*Work to complete*:
Print all records exactly, pictures left out.

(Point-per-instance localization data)
_ _ _ _ _
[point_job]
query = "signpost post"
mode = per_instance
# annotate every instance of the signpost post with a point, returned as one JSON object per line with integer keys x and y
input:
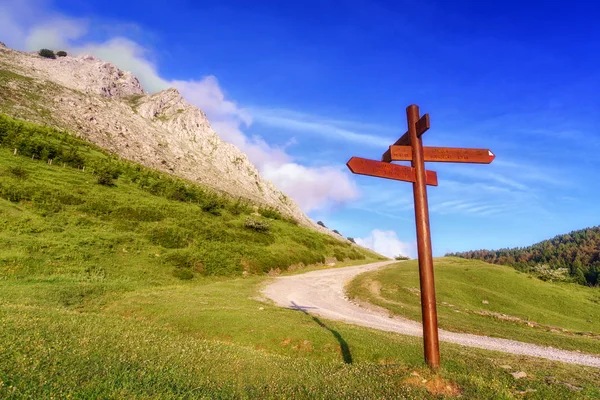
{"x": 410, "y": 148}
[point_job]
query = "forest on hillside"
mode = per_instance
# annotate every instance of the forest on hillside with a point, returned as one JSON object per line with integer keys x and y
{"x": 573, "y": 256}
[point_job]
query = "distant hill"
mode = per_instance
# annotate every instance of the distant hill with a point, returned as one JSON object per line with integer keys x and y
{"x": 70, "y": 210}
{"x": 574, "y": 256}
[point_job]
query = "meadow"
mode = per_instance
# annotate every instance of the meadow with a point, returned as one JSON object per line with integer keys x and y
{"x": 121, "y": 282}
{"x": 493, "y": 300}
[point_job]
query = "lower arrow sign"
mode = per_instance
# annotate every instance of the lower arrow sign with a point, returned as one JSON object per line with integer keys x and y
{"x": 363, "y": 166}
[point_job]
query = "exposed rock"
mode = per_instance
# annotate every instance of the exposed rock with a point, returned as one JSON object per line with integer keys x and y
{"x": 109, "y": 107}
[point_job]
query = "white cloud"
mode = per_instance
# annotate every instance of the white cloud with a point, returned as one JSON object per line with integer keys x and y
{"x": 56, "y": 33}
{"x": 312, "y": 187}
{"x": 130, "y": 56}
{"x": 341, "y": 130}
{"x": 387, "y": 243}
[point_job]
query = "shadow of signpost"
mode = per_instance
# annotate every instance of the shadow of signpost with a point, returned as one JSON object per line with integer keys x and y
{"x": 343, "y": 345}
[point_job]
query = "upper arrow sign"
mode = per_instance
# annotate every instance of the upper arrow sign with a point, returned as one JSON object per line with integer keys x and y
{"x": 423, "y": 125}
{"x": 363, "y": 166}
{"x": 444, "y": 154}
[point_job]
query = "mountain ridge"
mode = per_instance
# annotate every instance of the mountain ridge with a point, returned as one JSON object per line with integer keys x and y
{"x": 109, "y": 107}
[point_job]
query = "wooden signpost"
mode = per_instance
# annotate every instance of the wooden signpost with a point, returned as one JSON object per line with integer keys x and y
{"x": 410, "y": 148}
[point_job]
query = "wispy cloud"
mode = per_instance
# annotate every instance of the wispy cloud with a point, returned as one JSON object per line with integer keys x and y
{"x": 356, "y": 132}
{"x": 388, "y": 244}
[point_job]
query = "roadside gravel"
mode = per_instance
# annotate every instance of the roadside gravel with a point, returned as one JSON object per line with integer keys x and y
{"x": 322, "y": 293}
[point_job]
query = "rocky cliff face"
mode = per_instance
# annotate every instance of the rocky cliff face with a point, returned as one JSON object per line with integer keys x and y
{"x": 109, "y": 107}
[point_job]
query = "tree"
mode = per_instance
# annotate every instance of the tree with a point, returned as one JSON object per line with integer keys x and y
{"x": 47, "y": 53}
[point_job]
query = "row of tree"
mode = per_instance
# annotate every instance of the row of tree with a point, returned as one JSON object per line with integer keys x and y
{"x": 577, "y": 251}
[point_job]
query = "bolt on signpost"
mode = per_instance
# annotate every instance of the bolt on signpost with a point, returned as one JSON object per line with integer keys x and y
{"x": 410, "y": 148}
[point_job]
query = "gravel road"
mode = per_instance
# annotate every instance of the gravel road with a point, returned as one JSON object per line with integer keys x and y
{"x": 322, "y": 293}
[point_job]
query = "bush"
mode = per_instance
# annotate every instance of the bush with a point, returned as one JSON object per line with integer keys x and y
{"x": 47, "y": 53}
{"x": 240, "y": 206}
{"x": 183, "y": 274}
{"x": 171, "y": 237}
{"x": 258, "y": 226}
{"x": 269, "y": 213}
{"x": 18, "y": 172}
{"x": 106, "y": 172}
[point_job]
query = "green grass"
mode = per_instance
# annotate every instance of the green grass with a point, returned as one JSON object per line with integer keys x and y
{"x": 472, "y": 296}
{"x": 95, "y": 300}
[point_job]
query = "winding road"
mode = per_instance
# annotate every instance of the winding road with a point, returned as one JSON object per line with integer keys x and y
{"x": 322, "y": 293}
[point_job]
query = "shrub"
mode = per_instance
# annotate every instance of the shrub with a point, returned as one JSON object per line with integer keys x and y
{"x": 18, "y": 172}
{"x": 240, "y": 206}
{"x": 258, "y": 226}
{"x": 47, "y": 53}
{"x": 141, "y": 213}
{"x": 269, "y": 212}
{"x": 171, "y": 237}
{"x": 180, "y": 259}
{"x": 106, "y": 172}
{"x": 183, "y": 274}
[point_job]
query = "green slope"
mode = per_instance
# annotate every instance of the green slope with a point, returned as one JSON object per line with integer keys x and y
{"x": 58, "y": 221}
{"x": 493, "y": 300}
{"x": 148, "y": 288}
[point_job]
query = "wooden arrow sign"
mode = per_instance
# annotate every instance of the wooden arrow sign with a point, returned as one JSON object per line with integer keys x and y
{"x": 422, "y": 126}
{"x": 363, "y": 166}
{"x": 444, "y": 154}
_ _ _ _ _
*Task response*:
[point_job]
query = "signpost post"
mode = per_instance
# annotate every instance of the signpost post with a point, returned as one JSON object per line with integer keys x and y
input:
{"x": 410, "y": 148}
[point_job]
query = "forest on hillside"
mode = per_instance
# annotate every instance of the forest on hillside with a point, returned as one JSON object per line with integer keys x and y
{"x": 573, "y": 256}
[point_job]
query = "distant hill"
mode = per_instance
# annotate every instance of the distant hill with a point, returned as one JSON object per line with integer keys x and y
{"x": 70, "y": 210}
{"x": 574, "y": 256}
[point_job]
query = "meadow"
mode = per_instance
# annotate every instance of the meadow with a point, returned as one JSON object per line with integer keys x and y
{"x": 121, "y": 282}
{"x": 493, "y": 300}
[point_job]
query = "lower arrow sign"
mode = per_instance
# annotate every instance of the lower arrow sign with a point, returned as one JSON object per line with integer keys x and y
{"x": 363, "y": 166}
[point_job]
query = "exposed rock"
mode = per_instance
# annotate every instance of the exposed rock with a point, returned as one JSON object per line with integer keys x and y
{"x": 109, "y": 107}
[point_job]
query = "white cloud"
mode = per_instance
# annotate every instance of the white cloud with a point, returned as one JSON object per line with integer keys x and y
{"x": 56, "y": 33}
{"x": 312, "y": 187}
{"x": 130, "y": 56}
{"x": 341, "y": 130}
{"x": 387, "y": 243}
[point_job]
query = "shadow of signpost"
mode = per_instance
# annotate every instance of the shadow of signpost with a point, returned as one JSON object per line with integer keys x and y
{"x": 343, "y": 345}
[point_job]
query = "upper arrow sign"
mode = per_instance
# annotate every instance of the upper arrow sign with a point, returned as one JSON object per line with integer keys x and y
{"x": 423, "y": 125}
{"x": 363, "y": 166}
{"x": 444, "y": 154}
[point_job]
query = "mountain ridge"
mode = per_instance
# annotate every instance of the mountain ridge with a point, returned as one JSON object per line with integer keys x and y
{"x": 109, "y": 107}
[point_job]
query = "wooden signpost"
mode = per_instance
# annotate every instance of the wooden signpost with a point, returned as one JSON object per line with integer keys x and y
{"x": 410, "y": 148}
[point_job]
query = "wispy cloud"
mode = per_instance
# annotate every instance of the wispy cloud with a point, returned as one JSON object per line with integer keys x and y
{"x": 356, "y": 132}
{"x": 388, "y": 244}
[point_job]
query = "roadside gravel"
mode = per_instance
# annotate every instance of the roadside gravel with a point, returned as one JSON object per line with integer keys x and y
{"x": 322, "y": 293}
[point_job]
query = "rocky cliff face"
mode = per_instance
# annotate every instance of the rocky cliff face with a point, returned as one JSON object per line with integer keys x and y
{"x": 109, "y": 107}
[point_job]
query = "tree"
mode = per_instance
# annotate every instance of the tree with a point, returned as one JSON object per line with integer keys x and y
{"x": 47, "y": 53}
[point_job]
query = "row of tree"
mode = per_instance
# annotate every instance of the row of tree with a point, returned as one JSON object per line with integer keys x and y
{"x": 577, "y": 251}
[point_job]
query = "bolt on signpost"
mode = per_instance
# annotate every instance of the bolt on signpost with a point, returned as one JSON object per line with integer keys x and y
{"x": 410, "y": 148}
[point_job]
query = "gravel road"
mode = per_instance
# annotate every instance of the gravel road with a point, returned as one JSON object per line with integer keys x and y
{"x": 322, "y": 293}
[point_job]
query = "bush"
mode = per_instance
# annotate every instance of the bush with a point, returned as one JSON object per line with integer keys x and y
{"x": 47, "y": 53}
{"x": 240, "y": 206}
{"x": 183, "y": 274}
{"x": 171, "y": 237}
{"x": 258, "y": 226}
{"x": 269, "y": 213}
{"x": 18, "y": 172}
{"x": 106, "y": 172}
[point_job]
query = "green grass"
mode = per_instance
# annotate every instance of the green grass with a point, returned as one JSON object per line with integer keys x and y
{"x": 472, "y": 296}
{"x": 95, "y": 300}
[point_job]
query = "winding road"
mode = per_instance
# annotate every instance of the winding road with a point, returned as one JSON object per line with integer keys x and y
{"x": 322, "y": 293}
[point_job]
query = "shrub"
mode = per_instance
# annotate every instance of the shrub with a point, returned as one JSON object per line with integer keys x and y
{"x": 18, "y": 172}
{"x": 240, "y": 206}
{"x": 258, "y": 226}
{"x": 47, "y": 53}
{"x": 141, "y": 213}
{"x": 269, "y": 212}
{"x": 171, "y": 237}
{"x": 180, "y": 259}
{"x": 106, "y": 172}
{"x": 183, "y": 274}
[point_job]
query = "green slope"
mode = per_instance
# annotate every instance of the green slope with a point, returned as one JSON object per line with integer keys x and y
{"x": 58, "y": 221}
{"x": 493, "y": 300}
{"x": 148, "y": 288}
[point_job]
query = "wooden arrow sign"
mode = per_instance
# annotate every instance of the wooden arrow sign with a point, returned as one JSON object per line with integer keys x and y
{"x": 422, "y": 126}
{"x": 363, "y": 166}
{"x": 444, "y": 154}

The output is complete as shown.